***** Record list *****

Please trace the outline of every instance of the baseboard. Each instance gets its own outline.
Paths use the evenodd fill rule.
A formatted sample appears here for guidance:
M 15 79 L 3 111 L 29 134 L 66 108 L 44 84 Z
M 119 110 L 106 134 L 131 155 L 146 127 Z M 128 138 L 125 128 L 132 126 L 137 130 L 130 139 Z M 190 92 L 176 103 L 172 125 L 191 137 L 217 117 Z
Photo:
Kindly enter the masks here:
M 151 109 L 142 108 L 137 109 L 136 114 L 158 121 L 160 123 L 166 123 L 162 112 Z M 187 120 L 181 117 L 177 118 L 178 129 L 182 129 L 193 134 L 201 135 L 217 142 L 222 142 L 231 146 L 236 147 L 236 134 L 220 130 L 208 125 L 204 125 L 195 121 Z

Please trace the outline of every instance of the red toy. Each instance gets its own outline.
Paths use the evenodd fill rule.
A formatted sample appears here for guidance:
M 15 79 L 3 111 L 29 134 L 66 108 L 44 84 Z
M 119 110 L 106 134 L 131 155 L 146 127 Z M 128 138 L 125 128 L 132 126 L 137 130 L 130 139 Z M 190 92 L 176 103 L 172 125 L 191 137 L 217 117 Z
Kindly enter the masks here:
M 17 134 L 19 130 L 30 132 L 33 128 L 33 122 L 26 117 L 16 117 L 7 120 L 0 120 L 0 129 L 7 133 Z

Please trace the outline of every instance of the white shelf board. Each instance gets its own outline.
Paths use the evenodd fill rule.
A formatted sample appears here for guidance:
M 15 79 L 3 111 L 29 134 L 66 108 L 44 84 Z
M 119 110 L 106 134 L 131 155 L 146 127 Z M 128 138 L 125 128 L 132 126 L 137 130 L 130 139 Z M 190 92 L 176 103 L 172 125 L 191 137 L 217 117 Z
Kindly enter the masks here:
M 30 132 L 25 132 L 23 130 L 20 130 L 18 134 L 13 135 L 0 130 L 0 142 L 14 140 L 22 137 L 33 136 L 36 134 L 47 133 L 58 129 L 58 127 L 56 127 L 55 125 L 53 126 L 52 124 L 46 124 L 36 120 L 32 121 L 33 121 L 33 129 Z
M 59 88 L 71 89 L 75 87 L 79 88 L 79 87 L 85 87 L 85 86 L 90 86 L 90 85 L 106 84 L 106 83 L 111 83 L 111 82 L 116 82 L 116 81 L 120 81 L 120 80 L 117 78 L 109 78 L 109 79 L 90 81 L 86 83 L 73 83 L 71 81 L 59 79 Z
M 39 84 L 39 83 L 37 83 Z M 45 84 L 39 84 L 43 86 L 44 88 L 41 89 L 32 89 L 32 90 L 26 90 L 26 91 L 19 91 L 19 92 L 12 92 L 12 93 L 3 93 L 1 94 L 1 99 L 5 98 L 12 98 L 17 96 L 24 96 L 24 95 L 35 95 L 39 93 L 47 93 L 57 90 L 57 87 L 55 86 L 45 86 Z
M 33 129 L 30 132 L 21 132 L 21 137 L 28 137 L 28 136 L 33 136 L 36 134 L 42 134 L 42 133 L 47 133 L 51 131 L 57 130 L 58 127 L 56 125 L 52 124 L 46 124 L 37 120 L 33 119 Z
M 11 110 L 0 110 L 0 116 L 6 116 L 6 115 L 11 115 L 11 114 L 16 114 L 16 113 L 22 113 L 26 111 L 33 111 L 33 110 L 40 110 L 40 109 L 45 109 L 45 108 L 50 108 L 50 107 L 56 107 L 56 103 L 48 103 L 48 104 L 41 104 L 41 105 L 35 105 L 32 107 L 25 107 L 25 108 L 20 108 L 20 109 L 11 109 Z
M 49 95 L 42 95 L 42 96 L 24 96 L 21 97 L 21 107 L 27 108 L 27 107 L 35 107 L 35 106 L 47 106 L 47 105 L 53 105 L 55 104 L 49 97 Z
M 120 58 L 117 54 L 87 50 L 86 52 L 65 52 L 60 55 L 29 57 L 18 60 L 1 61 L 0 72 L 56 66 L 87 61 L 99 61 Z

*****

— Task details —
Edit the listing above so that each "evenodd" becomes "nonzero", and leave every other part of it unchanged.

— Finished exercise —
Please trace the outline of every instance of the baseboard. Each instance gets its own outline.
Paths use the nonzero fill rule.
A formatted sample appears here for guidance:
M 15 79 L 3 111 L 29 134 L 66 108 L 44 84 Z
M 119 110 L 106 134 L 131 155 L 146 127 Z M 128 138 L 125 128 L 132 126 L 137 130 L 130 139 Z M 190 92 L 176 103 L 172 125 L 191 137 L 217 117 Z
Photo:
Kindly enter the masks here:
M 151 109 L 142 108 L 137 109 L 136 114 L 158 121 L 160 123 L 166 123 L 162 112 Z M 187 120 L 181 117 L 177 118 L 178 129 L 182 129 L 193 134 L 201 135 L 217 142 L 222 142 L 231 146 L 236 147 L 236 134 L 220 130 L 208 125 L 204 125 L 195 121 Z

Please trace the outline of every instance of the red toy. Each instance gets its own outline.
Paths use the nonzero fill rule.
A formatted sample appears here for guidance:
M 15 79 L 3 111 L 29 134 L 66 108 L 44 84 Z
M 119 110 L 106 134 L 131 155 L 146 127 Z M 128 138 L 125 128 L 132 126 L 137 130 L 130 139 Z M 190 92 L 176 103 L 172 125 L 191 137 L 217 117 Z
Kindly enter the masks here:
M 17 134 L 19 130 L 30 132 L 33 128 L 33 122 L 26 117 L 16 117 L 7 120 L 0 120 L 0 129 L 7 133 Z

Please trace the outline of every instance of the white shelf board. Each instance gets its own outline.
Paths use the nonzero fill rule.
A formatted sample appears here for guidance:
M 15 79 L 3 111 L 29 134 L 66 108 L 44 84 Z
M 119 110 L 106 134 L 131 155 L 146 127 Z M 128 138 L 125 128 L 132 126 L 137 130 L 130 139 Z M 190 92 L 176 103 L 172 125 L 191 137 L 217 117 Z
Kindly enter the masks here:
M 30 132 L 25 132 L 23 130 L 20 130 L 18 134 L 13 135 L 0 130 L 0 142 L 14 140 L 22 137 L 33 136 L 36 134 L 47 133 L 58 129 L 58 127 L 56 127 L 55 125 L 53 126 L 52 124 L 46 124 L 36 120 L 32 121 L 33 121 L 33 129 Z
M 59 88 L 71 89 L 75 87 L 79 88 L 79 87 L 85 87 L 85 86 L 90 86 L 90 85 L 106 84 L 106 83 L 111 83 L 111 82 L 116 82 L 116 81 L 120 81 L 120 80 L 117 78 L 109 78 L 109 79 L 90 81 L 86 83 L 73 83 L 71 81 L 59 79 Z
M 39 84 L 39 83 L 37 83 Z M 45 84 L 39 84 L 43 86 L 44 88 L 41 89 L 32 89 L 32 90 L 26 90 L 26 91 L 19 91 L 19 92 L 12 92 L 12 93 L 3 93 L 1 94 L 1 99 L 5 98 L 12 98 L 17 96 L 24 96 L 24 95 L 35 95 L 39 93 L 47 93 L 57 90 L 57 87 L 55 86 L 45 86 Z
M 33 129 L 30 132 L 21 132 L 21 137 L 28 137 L 28 136 L 33 136 L 36 134 L 42 134 L 42 133 L 47 133 L 51 131 L 57 130 L 58 127 L 56 125 L 52 124 L 46 124 L 37 120 L 33 119 Z
M 11 110 L 0 110 L 0 116 L 6 116 L 6 115 L 11 115 L 11 114 L 16 114 L 16 113 L 22 113 L 26 111 L 33 111 L 33 110 L 40 110 L 40 109 L 45 109 L 45 108 L 50 108 L 50 107 L 56 107 L 56 103 L 48 103 L 48 104 L 41 104 L 41 105 L 35 105 L 32 107 L 25 107 L 25 108 L 20 108 L 20 109 L 11 109 Z
M 49 95 L 42 95 L 42 96 L 24 96 L 21 97 L 21 107 L 27 108 L 27 107 L 35 107 L 35 106 L 47 106 L 47 105 L 53 105 L 55 104 L 49 97 Z
M 120 58 L 117 54 L 87 50 L 86 52 L 65 52 L 60 55 L 29 57 L 18 60 L 1 61 L 0 72 L 56 66 L 87 61 L 99 61 Z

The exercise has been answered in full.